• _Data listing_

"""

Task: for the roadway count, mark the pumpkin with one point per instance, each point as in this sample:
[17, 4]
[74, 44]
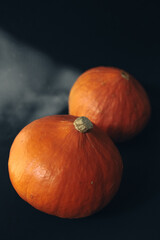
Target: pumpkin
[65, 166]
[112, 99]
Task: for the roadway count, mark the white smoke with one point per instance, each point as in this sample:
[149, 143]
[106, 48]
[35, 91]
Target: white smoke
[31, 84]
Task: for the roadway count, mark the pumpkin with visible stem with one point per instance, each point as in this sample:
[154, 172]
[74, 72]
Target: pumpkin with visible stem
[65, 166]
[113, 100]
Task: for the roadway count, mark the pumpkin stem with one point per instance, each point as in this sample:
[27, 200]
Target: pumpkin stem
[82, 124]
[125, 75]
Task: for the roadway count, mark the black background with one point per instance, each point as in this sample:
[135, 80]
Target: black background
[84, 34]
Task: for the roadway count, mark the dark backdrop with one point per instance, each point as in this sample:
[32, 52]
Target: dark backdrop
[44, 46]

"""

• _Work to complete_
With the pictures removed, set down every line of the listing above exactly.

• _Exercise output_
Task: for the roadway count, mark the pumpkin with one point per instance, each point as in this sample:
[17, 4]
[74, 44]
Target: pumpkin
[65, 166]
[112, 99]
Task: for the roadway count, mark the white smoke with one point per instance, each point as in this sample:
[149, 143]
[106, 48]
[35, 91]
Target: white smoke
[31, 84]
Task: for the roadway count, mark the pumpkin with visible stem with one point per instance, each point as in this sample:
[154, 172]
[74, 72]
Target: pumpkin with visible stem
[65, 166]
[113, 100]
Task: for the roadway count, mark the pumpkin stem with one point per instance, each point as in this sample:
[27, 200]
Target: pumpkin stem
[82, 124]
[125, 75]
Task: for the roadway count, mark the black background with one point per instance, each point as in this sample:
[135, 80]
Target: black background
[84, 34]
Task: for the roadway count, mark the dark backdrop with one point per instance, each point as in this sample:
[32, 52]
Target: dark backdrop
[44, 46]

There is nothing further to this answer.